Exercise objective.
An unchanged copy of each entry below is needed; keep the pictures out of it.

Exercise input section start

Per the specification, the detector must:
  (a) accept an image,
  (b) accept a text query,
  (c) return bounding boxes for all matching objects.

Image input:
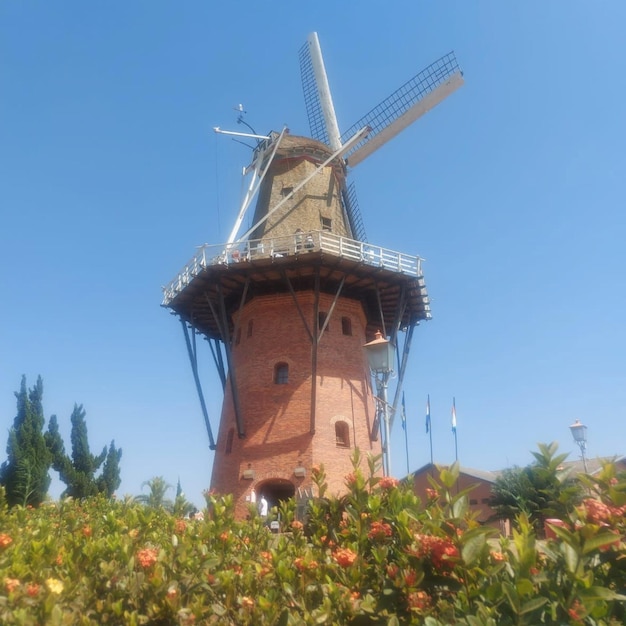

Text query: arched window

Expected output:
[341,316,352,336]
[335,421,350,448]
[274,362,289,384]
[247,319,254,338]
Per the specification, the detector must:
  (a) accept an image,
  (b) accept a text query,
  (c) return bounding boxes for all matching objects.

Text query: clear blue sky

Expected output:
[2,2,625,507]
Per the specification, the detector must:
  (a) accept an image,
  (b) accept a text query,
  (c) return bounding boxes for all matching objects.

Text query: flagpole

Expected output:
[404,421,410,476]
[426,394,433,466]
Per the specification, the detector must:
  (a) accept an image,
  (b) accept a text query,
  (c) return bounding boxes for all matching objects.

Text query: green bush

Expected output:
[0,451,624,625]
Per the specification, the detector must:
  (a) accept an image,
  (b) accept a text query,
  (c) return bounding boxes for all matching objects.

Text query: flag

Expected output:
[425,395,431,433]
[401,392,407,431]
[451,397,457,434]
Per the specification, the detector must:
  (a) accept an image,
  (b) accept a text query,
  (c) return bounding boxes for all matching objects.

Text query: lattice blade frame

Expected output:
[299,40,330,145]
[340,52,463,166]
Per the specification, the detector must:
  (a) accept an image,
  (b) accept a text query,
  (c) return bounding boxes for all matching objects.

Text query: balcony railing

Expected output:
[162,231,423,306]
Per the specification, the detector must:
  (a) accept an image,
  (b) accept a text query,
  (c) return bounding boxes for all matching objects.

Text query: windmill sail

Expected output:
[299,33,342,150]
[341,182,367,242]
[340,51,463,167]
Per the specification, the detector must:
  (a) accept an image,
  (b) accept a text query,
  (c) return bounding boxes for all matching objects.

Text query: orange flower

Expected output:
[378,476,399,490]
[386,564,400,579]
[5,578,20,593]
[368,521,393,541]
[490,551,506,562]
[403,568,418,587]
[408,590,431,611]
[291,520,304,531]
[0,534,13,549]
[219,531,229,541]
[241,596,255,610]
[333,547,357,568]
[26,583,40,597]
[82,525,92,538]
[174,519,187,534]
[136,547,158,569]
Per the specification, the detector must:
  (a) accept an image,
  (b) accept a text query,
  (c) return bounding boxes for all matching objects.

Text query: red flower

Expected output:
[0,534,13,549]
[568,599,585,621]
[175,519,187,534]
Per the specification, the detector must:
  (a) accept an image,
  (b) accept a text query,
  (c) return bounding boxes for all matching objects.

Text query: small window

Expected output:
[281,186,294,196]
[341,316,352,336]
[235,328,241,346]
[335,421,350,448]
[225,428,235,454]
[318,312,328,332]
[247,319,254,338]
[469,498,478,506]
[321,217,332,231]
[274,362,289,384]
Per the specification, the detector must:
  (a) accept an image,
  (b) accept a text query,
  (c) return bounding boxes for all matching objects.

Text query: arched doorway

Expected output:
[257,478,295,511]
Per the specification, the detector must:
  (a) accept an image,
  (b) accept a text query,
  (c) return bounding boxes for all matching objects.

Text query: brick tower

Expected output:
[162,33,462,518]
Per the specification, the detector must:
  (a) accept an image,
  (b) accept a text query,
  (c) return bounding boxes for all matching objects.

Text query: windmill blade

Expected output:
[341,182,367,242]
[299,32,342,150]
[340,51,463,167]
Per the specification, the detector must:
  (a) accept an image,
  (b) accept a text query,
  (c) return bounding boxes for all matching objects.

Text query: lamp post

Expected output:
[364,331,395,476]
[569,419,588,474]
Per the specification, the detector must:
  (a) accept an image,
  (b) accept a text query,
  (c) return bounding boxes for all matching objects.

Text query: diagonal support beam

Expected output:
[181,319,216,450]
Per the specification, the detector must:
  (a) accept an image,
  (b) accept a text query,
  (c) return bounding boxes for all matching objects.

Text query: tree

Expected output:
[173,478,196,517]
[135,476,174,510]
[46,404,122,499]
[97,441,122,498]
[489,441,582,533]
[0,376,52,507]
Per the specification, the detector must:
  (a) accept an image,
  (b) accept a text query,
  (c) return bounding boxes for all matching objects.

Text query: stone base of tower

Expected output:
[209,291,383,519]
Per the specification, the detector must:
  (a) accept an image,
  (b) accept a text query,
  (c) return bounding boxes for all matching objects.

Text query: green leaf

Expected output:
[515,578,534,598]
[582,531,621,555]
[462,533,485,566]
[578,586,626,602]
[519,596,548,614]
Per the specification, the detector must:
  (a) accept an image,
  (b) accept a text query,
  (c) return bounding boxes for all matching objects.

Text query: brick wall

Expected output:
[210,291,383,518]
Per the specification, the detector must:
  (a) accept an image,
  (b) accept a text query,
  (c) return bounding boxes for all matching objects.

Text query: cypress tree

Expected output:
[46,405,122,499]
[97,441,122,497]
[0,376,52,507]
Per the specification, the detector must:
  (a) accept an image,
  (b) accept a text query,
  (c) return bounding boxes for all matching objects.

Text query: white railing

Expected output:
[162,231,423,306]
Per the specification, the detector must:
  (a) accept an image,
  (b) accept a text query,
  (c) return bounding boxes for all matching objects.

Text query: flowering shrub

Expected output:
[0,451,624,624]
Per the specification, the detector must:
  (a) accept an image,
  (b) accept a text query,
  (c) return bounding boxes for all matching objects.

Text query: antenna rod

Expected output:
[306,33,342,151]
[213,127,270,141]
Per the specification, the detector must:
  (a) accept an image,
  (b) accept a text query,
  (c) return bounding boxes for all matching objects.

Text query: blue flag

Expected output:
[451,397,457,434]
[426,395,431,433]
[401,392,407,431]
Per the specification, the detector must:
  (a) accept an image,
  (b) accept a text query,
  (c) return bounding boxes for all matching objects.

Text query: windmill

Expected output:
[163,33,463,517]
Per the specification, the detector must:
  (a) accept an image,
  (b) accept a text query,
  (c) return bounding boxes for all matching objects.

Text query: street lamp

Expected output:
[569,419,589,473]
[364,330,395,476]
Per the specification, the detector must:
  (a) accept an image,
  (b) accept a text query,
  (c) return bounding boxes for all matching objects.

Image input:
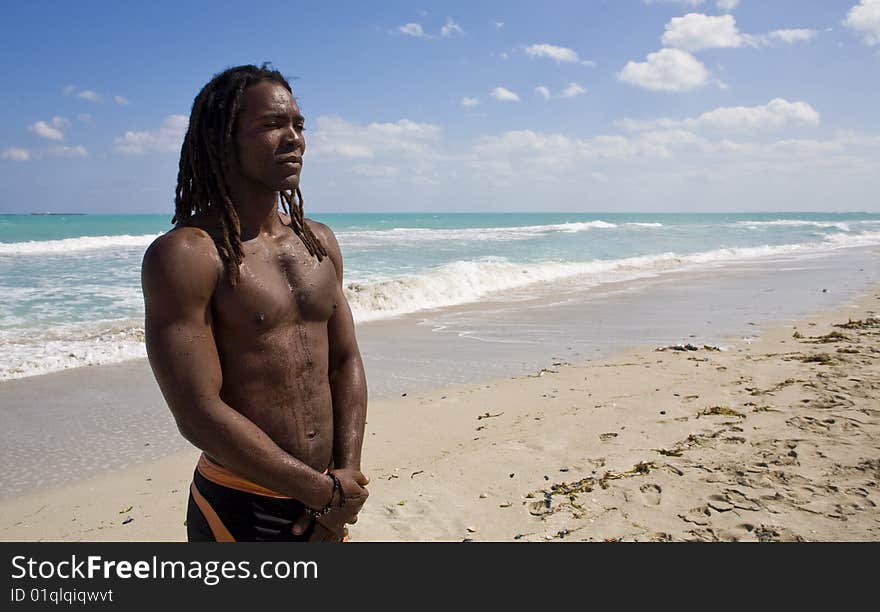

Exercise input section end

Response to this task.
Per the specification, the detector must:
  (a) accept an image,
  (b) accept a text query,
  (c) return bounding boxes for all matching objects.

Image input:

Text query: arched window

Expected output:
[341,316,352,336]
[335,421,350,448]
[274,362,289,384]
[247,319,254,338]
Per the specification, the detector must:
  (a) accept an image,
  (b) accept a text query,
  (c) return bounding boxes for all matching objects.

Text query: clear blue sky

Expected output:
[2,2,625,507]
Per the specification, the detector must:
  (a) accept an image,
  (b) accept a text query,
  (c) return bounding boxes for all matching objects.

Text query: flagpole

Expected output:
[404,421,410,476]
[426,394,433,466]
Per the specification, the detector must:
  (a) accept an image,
  (b) accept a text query,
  (c) return bounding boxes for all matching objects.

Text query: green bush

Expected output:
[0,451,624,625]
Per the specification, the detector must:
  (a) accept an image,
  (b) accept a text query,
  (c) return bounding boxes for all matching objects.

Text query: flag

Expected output:
[425,395,431,433]
[401,392,407,431]
[451,397,457,434]
Per the specification, the detector must:
  (a) accept an image,
  (b) accept a text query,
  (c) return bounding boxes for all matching objects.

Text query: lattice blade frame

Expected output:
[299,40,330,145]
[340,52,463,166]
Per the specification, the detector must:
  (a) accept an image,
  (b) accept a text query,
  (c) return bounding boxes for all matching objects.

Text query: balcony railing

Expected output:
[162,231,423,306]
Per the specification, the detector must:
  (a) accept an image,
  (b) accept a text query,
  (c) return bounding boxes for all matching objects.

Text query: windmill sail

Expected output:
[299,33,342,150]
[341,182,367,242]
[340,51,463,167]
Per the specification, the detector must:
  (a) accept an image,
  (b) accept a text query,
  (c) return bounding boxes for all matching objects.

Text query: orange flower

Expected output:
[378,476,399,490]
[386,564,400,579]
[5,578,20,593]
[368,521,393,541]
[490,551,506,562]
[403,568,418,587]
[408,590,431,611]
[291,520,304,531]
[0,534,13,549]
[219,531,229,541]
[241,596,255,610]
[333,547,357,568]
[26,583,40,597]
[82,525,92,538]
[174,519,187,534]
[136,547,158,569]
Per the specification, the detector must:
  (a) accept an image,
  (b) accept a text query,
  (c) return bounding boxes for all matching objects.

Text query: red flower

Expected output:
[0,534,13,549]
[568,599,585,621]
[175,519,187,534]
Per the specification, the detector must:
  (a) accept an image,
  (b) accept a text query,
  (c) return bounding boxes for all matching objects.

Text query: small window

Expected output:
[281,186,294,196]
[341,316,352,336]
[235,328,241,346]
[335,421,350,448]
[225,428,235,454]
[318,312,328,332]
[247,319,254,338]
[469,498,478,506]
[321,217,332,231]
[274,362,289,384]
Per the specification, the detector must:
  (a) accept an image,
  (b) accept a text query,
  (c) return bounding boxes for all matching objects.

Text query: arched doorway

Expected output:
[257,478,295,511]
Per the specification, the detector must:
  (a) accept an image,
  (b) accept a text query,
  (c) return bounding boxes for all matching objects.

Text query: brick tower

Expected output:
[162,33,462,518]
Per the specification, the detector must:
  (a) accept an image,
  (b) accept a text query,
  (c) return bounding boxes for all matching objects.

Text query: windmill blade

Expected output:
[341,182,367,242]
[299,32,342,150]
[340,51,463,167]
Per the specification, the detector must:
  (a) accept an image,
  (b) accept a text query,
  (c) return bounding boxes for all matching objects.

Text query: lamp post

Expected output:
[364,331,395,476]
[569,419,588,474]
Per the specification, the detector must:
  (a) accept an image,
  (b) accept a text query,
  (c) return bounding boxes for all matching objects.

Text query: diagonal support beam

Expected output:
[181,319,216,450]
Per the specification, the detector must:
  (a) accept an image,
  (b) accept a text query,
  (c) return bounding boxes for all matching objects.

Text query: tree

Expected output:
[173,478,196,517]
[135,476,174,510]
[46,404,122,499]
[97,441,122,498]
[489,441,582,533]
[0,376,52,507]
Per the specification, the detector must:
  (a) accept an image,
  (b) accept a text query,
  (c) return bounding boxes for all matching objects.

Text query: stone base of tower

Expected output:
[209,291,383,519]
Per the specification, the detector must:
  (a) accept an image,
  (b) accept a text query,
  (c) return bounding boxes for all matching objects.

Text query: green leaf

Expected output:
[515,578,534,598]
[582,531,621,555]
[462,533,485,566]
[578,586,626,602]
[519,596,548,614]
Per the specification, the detector must:
  (a) accept an image,
  (b) accept a text query,
  (c) return bounding boxes for all matching objects.

Text query: brick wall

Expected output:
[210,291,383,518]
Per the specification, the detector must:
  (a) accept an image,
  (b) accept a text query,
  (c) return bounding boxes for all matching objects.

Text query: cypress tree

Expected output:
[46,405,122,499]
[97,441,122,497]
[0,376,52,507]
Per the specification, the detector must:
  (a) accept an image,
  (b) accept a text query,
  (c) return bounding boxes for all matching objects.

Text query: white railing

Expected output:
[162,231,423,306]
Per the specification, the detector must:
  (a) accept an image,
  (b) accept a text query,
  (c) return bounding boxes for all matching objects.

Text query: flowering shrub

Expected output:
[0,451,624,624]
Per the specification, the detector must:
  (a) accept an image,
  (b) accept a text query,
  (c) return bounding boxes for all matching objects.

Text query: antenna rod

Expected output:
[306,33,342,151]
[213,127,270,141]
Per the specification, the detector must:
  (a) accept an image,
  (b) accept a text query,
  (c) return bounding boxes for all matching objects.

Text query: blue flag

Expected output:
[451,397,457,434]
[426,395,431,433]
[401,392,407,431]
Per the specification, the detector must:
  (a) accept an image,
  (b) accept a text query,
  (c) return bounding boxes for all matching objects.

Text query: windmill

Expected output:
[163,33,463,517]
Per the specification, the detector must:
  (a) accept an image,
  (b) accept a text query,
  (c) return bounding boxes for all matching objects.

Text query: street lamp

Expected output:
[569,419,589,473]
[364,330,395,476]
Per the specification, the detector must:
  (a) accept an image,
  (b) accept a text query,
  (c) return bounding boxes for all matching objects.

Image input:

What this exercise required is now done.